[Saved entries]

'''

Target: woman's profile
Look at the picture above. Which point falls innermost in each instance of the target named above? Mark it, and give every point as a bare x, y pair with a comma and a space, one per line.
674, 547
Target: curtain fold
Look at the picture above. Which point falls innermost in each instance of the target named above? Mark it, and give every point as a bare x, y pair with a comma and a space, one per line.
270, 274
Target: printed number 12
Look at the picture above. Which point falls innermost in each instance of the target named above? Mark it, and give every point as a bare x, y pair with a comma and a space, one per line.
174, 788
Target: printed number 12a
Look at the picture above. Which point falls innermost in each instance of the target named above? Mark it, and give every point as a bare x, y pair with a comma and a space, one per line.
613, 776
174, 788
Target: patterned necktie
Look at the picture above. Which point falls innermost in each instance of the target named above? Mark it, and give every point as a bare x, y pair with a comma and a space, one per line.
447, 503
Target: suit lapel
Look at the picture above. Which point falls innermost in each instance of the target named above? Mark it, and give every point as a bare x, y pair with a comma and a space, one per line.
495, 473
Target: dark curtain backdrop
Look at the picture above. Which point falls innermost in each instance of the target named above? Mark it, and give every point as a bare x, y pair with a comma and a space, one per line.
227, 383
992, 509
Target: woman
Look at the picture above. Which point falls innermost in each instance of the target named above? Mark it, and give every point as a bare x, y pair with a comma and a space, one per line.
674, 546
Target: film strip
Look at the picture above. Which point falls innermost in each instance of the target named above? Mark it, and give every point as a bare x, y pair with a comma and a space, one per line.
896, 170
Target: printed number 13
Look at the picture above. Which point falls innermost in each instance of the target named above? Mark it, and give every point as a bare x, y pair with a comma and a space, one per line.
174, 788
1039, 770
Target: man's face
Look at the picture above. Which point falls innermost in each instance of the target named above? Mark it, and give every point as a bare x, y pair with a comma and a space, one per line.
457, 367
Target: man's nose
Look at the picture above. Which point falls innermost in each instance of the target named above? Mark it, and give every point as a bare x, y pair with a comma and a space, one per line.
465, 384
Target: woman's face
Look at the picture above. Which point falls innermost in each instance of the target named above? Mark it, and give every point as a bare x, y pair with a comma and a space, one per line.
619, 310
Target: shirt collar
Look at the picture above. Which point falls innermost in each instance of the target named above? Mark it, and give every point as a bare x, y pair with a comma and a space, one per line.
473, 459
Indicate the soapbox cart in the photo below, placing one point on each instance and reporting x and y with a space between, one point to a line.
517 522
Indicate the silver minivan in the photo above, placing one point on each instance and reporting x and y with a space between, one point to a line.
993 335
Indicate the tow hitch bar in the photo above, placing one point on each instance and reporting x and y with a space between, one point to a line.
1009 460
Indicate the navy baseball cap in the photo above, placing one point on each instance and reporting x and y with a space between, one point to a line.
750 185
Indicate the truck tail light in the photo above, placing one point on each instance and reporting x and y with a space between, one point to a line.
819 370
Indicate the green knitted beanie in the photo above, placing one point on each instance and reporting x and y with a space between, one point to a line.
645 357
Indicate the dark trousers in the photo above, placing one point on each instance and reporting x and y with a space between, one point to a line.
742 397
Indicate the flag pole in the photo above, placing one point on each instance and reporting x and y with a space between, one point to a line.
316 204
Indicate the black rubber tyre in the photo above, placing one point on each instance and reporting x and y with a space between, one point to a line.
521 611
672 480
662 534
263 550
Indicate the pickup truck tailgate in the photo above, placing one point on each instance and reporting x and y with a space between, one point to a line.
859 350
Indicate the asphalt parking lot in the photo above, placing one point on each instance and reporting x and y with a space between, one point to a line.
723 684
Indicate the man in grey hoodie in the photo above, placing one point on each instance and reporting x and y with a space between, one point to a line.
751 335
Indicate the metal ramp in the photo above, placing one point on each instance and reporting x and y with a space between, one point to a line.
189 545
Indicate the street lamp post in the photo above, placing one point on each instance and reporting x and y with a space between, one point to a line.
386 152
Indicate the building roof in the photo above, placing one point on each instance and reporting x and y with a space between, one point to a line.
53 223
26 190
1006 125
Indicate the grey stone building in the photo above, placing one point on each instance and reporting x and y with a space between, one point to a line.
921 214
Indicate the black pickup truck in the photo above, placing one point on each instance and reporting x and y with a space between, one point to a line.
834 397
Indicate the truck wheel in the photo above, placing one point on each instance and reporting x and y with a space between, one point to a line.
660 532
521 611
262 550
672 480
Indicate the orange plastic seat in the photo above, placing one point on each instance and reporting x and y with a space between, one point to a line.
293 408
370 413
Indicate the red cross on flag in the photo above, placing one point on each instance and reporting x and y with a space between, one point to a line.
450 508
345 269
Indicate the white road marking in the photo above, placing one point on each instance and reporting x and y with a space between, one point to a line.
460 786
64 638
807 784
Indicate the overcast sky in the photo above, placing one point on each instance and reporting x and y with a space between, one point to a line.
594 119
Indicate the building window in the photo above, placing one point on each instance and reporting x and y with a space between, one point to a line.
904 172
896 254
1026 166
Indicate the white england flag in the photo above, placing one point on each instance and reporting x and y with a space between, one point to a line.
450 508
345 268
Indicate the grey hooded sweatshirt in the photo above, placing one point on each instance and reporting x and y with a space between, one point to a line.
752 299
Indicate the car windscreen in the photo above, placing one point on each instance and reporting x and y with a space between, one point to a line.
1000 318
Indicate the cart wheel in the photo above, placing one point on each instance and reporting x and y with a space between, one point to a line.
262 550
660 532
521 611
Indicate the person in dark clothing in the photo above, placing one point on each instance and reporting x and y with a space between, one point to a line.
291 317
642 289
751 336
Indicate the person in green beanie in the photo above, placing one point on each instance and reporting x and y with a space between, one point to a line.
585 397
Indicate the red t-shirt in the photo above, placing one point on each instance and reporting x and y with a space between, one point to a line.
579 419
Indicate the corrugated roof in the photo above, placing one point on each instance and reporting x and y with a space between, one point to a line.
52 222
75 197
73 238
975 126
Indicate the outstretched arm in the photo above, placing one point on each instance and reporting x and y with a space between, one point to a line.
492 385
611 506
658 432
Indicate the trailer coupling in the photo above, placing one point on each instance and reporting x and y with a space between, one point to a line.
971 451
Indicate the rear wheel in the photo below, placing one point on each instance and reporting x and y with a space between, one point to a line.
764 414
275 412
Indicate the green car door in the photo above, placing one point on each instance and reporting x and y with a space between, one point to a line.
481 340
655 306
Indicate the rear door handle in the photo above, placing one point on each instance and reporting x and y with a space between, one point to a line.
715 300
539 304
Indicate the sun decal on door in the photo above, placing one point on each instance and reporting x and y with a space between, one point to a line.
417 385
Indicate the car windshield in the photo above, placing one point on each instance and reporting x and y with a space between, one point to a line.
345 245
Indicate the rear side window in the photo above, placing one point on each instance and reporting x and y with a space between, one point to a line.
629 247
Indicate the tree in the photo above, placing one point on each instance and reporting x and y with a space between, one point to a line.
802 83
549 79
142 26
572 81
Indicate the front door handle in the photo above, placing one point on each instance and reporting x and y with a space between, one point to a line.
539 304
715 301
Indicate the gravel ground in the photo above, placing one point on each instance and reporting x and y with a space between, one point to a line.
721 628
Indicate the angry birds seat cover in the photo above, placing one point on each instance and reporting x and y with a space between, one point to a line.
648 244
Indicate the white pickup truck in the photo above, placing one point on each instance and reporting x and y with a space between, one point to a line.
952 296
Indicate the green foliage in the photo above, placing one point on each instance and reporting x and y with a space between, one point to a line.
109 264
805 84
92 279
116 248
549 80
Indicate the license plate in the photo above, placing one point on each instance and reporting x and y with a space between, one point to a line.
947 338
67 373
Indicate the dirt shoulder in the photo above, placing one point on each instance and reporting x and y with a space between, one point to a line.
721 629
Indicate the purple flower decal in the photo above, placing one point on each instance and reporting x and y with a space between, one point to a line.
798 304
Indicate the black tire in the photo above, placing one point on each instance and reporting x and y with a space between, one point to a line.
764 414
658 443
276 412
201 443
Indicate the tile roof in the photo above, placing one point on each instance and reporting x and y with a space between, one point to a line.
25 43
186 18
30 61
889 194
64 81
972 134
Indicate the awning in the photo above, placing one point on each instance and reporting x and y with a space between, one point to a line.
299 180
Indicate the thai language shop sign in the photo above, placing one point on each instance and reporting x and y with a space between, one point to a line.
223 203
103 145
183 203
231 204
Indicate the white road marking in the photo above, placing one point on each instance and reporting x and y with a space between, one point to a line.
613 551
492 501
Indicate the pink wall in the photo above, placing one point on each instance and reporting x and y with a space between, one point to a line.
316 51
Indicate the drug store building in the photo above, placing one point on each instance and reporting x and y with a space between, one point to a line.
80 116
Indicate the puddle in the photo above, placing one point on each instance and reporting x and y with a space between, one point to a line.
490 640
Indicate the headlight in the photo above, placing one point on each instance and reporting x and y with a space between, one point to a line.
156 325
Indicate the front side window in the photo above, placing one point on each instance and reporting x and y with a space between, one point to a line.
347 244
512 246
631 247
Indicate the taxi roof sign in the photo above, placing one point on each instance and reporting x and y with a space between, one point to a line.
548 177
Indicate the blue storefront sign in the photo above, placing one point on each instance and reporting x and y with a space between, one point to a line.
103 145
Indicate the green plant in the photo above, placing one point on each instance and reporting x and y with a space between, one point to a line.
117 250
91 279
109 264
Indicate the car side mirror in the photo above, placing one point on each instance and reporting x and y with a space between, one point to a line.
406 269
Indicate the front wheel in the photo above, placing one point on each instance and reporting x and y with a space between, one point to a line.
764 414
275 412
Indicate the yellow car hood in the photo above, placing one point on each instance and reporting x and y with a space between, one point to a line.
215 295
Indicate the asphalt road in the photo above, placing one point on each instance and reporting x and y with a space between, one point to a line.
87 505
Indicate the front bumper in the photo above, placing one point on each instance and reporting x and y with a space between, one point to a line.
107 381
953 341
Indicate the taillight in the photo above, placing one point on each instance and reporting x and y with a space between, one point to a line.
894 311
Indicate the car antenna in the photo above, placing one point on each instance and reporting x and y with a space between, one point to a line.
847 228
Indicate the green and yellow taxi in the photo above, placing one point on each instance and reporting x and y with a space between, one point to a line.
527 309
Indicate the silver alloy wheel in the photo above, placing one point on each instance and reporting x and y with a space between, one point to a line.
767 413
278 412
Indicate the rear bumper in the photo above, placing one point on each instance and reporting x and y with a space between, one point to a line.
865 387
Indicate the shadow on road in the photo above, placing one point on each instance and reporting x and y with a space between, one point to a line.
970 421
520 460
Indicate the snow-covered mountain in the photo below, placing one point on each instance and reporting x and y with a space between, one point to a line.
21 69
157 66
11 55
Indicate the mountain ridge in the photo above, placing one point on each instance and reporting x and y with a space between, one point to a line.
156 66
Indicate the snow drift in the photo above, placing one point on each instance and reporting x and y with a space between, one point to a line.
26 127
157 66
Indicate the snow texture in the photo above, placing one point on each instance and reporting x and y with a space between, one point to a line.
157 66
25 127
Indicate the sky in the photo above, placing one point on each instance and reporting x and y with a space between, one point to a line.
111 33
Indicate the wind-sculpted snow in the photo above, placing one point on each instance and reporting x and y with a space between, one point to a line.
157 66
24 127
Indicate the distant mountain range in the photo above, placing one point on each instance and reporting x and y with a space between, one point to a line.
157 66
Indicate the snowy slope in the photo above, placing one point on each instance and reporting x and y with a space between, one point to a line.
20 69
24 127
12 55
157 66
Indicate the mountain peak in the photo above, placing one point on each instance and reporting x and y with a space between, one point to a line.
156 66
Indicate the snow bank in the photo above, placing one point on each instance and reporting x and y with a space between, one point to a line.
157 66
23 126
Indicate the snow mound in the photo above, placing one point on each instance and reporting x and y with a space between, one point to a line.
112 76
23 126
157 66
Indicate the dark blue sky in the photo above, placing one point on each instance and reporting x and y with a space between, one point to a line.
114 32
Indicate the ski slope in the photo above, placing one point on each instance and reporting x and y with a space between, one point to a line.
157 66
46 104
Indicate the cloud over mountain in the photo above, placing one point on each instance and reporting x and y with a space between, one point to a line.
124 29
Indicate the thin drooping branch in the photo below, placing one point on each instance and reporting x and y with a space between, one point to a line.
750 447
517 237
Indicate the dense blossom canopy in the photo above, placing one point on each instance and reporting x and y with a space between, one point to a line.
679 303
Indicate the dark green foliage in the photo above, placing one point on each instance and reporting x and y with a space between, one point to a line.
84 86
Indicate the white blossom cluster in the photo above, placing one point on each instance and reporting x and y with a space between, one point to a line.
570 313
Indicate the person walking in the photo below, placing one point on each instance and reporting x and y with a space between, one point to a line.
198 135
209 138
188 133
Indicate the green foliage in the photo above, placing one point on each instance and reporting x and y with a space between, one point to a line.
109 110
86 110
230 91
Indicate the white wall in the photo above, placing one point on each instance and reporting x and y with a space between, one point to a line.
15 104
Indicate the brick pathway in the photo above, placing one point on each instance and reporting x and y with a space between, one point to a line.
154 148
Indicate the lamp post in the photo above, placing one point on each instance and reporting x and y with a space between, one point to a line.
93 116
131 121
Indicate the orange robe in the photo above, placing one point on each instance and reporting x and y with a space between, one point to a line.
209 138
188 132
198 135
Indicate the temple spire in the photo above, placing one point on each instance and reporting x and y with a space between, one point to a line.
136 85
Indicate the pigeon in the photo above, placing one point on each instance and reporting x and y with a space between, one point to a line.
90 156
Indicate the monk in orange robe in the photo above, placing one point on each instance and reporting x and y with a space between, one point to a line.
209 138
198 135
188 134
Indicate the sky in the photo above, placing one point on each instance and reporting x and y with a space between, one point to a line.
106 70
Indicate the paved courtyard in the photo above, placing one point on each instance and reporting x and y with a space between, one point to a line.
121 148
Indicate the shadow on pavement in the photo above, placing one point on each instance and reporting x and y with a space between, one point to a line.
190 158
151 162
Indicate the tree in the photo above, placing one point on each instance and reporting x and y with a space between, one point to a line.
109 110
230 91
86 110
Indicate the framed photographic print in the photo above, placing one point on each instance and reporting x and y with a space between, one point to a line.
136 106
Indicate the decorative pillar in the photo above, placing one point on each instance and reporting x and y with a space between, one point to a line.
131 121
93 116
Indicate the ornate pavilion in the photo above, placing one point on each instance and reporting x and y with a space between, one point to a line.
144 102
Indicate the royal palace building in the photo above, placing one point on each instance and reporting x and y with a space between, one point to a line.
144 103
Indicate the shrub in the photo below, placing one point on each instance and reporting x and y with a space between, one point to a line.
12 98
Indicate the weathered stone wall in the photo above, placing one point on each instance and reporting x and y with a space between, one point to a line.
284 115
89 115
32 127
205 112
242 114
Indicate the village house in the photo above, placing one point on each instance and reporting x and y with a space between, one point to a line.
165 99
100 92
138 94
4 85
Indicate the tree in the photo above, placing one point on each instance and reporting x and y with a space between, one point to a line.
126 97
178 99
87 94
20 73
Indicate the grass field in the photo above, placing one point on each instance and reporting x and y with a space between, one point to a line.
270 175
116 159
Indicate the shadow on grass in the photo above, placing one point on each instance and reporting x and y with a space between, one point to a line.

'''

## Brief:
Only the lines above, from the first through the one holding "Target: dark curtain backdrop", are to be output, and they must be copied exactly.

## Response:
Target: woman's profile
Look at the picture above. Which point falls innermost in each instance of the target named above? Mark it, and give every point as a bare x, y pair with a comma and a space, one per line.
674, 547
Target: curtain fold
Look at the picture above. Which point falls innermost in each instance of the target named above? Mark it, and give every point as a bare x, y pair with a comma and a space, one per line.
270, 274
Target: printed number 12
Look at the picture above. Which point falls innermost in each instance of the target named above? Mark it, and give every point as a bare x, y pair with a comma and a space, one per line.
174, 788
Target: printed number 12a
Look at the picture above. Which point falls innermost in each instance of the target named above? Mark it, and give every point as a bare x, y pair with a comma and a space, one per line.
613, 776
174, 788
Target: patterned necktie
Look at the picture above. Which point falls innermost in each instance of the target named above? Mark it, and give every point as a bare x, y pair with a comma and a space, one per line.
447, 503
Target: suit lapel
Look at the picture above. Which point falls innermost in each instance of the target named above? Mark it, and give every point as a bare x, y pair with a comma and a space, one per line.
495, 473
Target: dark curtain backdrop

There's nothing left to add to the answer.